Given task 1 -> According to the commodity pricing extract, what was the average WTI price for the year ended December 31, 2009?
Given task 2 -> Please retype the commodity pricing extract starting with "Similarly, unrealized foreign" and going on through "currency swap hedges.".

Similarly, unrealized foreign exchange gains and losses were
recorded with respect to US dollar denominated debt and the
re-measurement of North Sea future income tax liabilities
denominated in UK pounds sterling to US dollars, partially offset
by the impact of cross currency swap hedges.
- Income tax expense (recovery) - Fluctuations in income tax
expense (recovery) include statutory tax rate and other legislative
changes substantively enacted or enacted in the various
periods.
BUSINESS ENVIRONMENT
Three Months Ended Year Ended
-------------------------------------------------
(Quarterly and Yearly Dec 31 Sep 30 Dec 31 Dec 31 Dec 31
Average) 2009 2009 2008 2009 2008
----------------------------------------------------------------------------
WTI benchmark price
(US$/bbl) $ 76.17 $ 68.29 $ 58.75 $ 61.93 $ 99.65
Dated Brent benchmark
price (US$/bbl) $ 74.54 $ 68.28 $ 54.93 $ 61.61 $ 96.99
WCS blend differential
from WTI (US$/bbl) $ 12.08 $ 10.06 $ 19.13 $ 9.64 $ 20.03
WCS blend differential
from WTI (%) 16% 15% 33% 16% 20%
SCO price (US$/bbl) $ 75.07 $ 67.20 $ 58.64 $ 61.51 $ 102.48
Condensate benchmark price
(US$/bbl) $ 74.46 $ 65.80 $ 59.01 $ 60.60 $ 100.10
NYMEX benchmark price
(US$/mmbtu) $ 4.27 $ 3.42 $ 6.82 $ 4.03 $ 8.95
AECO benchmark price
(C$/GJ) $ 4.01 $ 2.87 $ 6.43 $ 3.91 $ 7.71
US / Canadian dollar
average exchange rate $ 0.9468 $ 0.9108 $ 0.8252 $ 0.8760 $ 0.9381
----------------------------------------------------------------------------
----------------------------------------------------------------------------
Commodity Prices
Crude oil sales contracts in the North America segment are
typically based on WTI benchmark pricing. WTI averaged US$61.93 per
bbl for the year ended December 31, 2009, a decrease of 38% from
US$99.65 per bbl for the year ended December 31, 2008. WTI averaged
US$76.17 per bbl for the fourth quarter of 2009, an increase of 30%
from US$58.75 per bbl for the fourth quarter of 2008, and an
increase of 12% from US$68.29 per bbl for the prior quarter. WTI
pricing was impacted by strong Asian demand, partially offset by
declines in the European and North American markets due to weak
economic activity.

Entries shown ->
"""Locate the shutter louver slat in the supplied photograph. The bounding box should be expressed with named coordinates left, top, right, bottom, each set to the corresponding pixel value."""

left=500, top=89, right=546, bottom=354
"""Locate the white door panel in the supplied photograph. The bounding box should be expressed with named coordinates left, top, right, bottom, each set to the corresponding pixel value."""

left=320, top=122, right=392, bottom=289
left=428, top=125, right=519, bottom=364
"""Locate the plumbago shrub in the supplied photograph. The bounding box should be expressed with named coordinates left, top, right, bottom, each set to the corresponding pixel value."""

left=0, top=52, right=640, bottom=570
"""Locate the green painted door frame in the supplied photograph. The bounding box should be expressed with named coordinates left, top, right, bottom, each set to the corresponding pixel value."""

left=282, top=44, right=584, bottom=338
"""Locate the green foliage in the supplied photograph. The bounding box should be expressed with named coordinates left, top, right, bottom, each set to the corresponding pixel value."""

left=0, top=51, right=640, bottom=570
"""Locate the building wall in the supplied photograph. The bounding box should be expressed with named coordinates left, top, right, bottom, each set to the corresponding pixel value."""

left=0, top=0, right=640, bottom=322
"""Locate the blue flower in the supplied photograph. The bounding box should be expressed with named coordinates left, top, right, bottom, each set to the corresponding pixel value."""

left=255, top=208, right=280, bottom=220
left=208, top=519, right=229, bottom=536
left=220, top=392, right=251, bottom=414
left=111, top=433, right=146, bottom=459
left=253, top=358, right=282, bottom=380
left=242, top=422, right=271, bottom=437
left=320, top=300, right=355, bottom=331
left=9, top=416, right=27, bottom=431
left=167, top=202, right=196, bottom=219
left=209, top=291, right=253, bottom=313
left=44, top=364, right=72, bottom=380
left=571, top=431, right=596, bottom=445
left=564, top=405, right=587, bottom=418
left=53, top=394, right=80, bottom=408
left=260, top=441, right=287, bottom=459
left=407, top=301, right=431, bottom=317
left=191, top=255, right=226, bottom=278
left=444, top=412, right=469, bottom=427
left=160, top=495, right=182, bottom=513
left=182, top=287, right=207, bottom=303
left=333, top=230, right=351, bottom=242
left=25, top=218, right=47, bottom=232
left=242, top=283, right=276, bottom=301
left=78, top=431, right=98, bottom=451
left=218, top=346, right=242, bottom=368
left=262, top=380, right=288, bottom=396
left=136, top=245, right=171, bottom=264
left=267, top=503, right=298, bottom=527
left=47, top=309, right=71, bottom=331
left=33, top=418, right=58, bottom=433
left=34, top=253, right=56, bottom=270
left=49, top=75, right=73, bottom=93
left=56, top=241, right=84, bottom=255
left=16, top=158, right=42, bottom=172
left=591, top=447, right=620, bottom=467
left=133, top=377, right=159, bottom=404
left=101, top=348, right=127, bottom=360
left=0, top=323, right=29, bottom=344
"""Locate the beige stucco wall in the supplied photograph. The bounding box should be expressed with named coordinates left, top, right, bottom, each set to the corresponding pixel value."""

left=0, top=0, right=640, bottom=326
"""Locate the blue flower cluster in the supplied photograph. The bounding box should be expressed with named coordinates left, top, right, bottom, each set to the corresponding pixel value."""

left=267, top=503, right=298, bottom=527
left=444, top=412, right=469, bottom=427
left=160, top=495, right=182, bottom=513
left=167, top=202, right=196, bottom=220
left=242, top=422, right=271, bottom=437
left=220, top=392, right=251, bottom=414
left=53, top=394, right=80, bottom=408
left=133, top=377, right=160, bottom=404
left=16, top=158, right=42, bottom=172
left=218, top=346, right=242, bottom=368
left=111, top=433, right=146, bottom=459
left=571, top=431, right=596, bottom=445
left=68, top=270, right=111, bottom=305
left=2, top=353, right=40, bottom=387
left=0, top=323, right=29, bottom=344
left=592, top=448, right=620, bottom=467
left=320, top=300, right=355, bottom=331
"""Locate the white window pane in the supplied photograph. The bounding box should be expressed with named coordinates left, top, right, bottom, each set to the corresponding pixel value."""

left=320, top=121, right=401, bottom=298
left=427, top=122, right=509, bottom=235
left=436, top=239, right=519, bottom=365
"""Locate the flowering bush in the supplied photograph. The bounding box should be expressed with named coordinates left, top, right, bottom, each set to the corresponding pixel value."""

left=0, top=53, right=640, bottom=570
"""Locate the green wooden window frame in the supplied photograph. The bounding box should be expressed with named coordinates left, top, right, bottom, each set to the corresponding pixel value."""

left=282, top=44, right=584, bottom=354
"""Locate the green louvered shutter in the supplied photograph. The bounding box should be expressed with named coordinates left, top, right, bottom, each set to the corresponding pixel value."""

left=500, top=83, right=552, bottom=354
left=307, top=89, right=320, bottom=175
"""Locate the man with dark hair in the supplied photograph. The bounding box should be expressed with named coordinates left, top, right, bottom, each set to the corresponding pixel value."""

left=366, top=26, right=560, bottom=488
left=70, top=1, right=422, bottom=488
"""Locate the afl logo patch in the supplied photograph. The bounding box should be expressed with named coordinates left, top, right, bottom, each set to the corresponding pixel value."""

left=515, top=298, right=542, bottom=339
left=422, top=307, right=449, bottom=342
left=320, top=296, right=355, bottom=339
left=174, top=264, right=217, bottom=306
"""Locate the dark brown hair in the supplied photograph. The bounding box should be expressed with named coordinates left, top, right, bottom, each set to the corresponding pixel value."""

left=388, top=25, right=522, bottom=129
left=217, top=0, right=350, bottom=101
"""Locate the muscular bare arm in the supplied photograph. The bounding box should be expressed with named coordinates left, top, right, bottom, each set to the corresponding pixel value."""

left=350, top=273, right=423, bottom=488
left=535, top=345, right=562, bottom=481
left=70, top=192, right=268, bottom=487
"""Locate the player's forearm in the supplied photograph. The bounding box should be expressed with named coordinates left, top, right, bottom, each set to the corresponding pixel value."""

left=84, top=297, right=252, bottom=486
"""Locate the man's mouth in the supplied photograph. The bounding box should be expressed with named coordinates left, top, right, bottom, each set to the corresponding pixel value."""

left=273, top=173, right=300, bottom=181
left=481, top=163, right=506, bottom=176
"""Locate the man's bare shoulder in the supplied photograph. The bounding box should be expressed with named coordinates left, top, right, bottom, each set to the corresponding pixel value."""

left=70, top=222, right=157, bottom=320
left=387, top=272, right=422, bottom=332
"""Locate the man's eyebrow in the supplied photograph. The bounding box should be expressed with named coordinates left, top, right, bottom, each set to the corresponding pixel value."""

Correct answer 1 -> US$61.93 per bbl

Correct answer 2 ->
Similarly, unrealized foreign exchange gains and losses were
recorded with respect to US dollar denominated debt and the
re-measurement of North Sea future income tax liabilities
denominated in UK pounds sterling to US dollars, partially offset
by the impact of cross currency swap hedges.